__What to do__:
The reply should reproduce every line of the data below word for word, minus any images.

__Extracted data__:
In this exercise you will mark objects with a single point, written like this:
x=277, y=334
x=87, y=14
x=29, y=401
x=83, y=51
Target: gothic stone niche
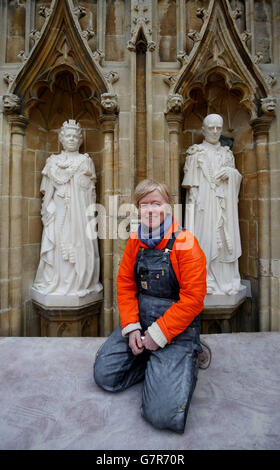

__Answer to the exercise__:
In this exercise you will mark objects with a single point, written like this:
x=277, y=334
x=87, y=14
x=29, y=401
x=83, y=51
Target: gothic stone niche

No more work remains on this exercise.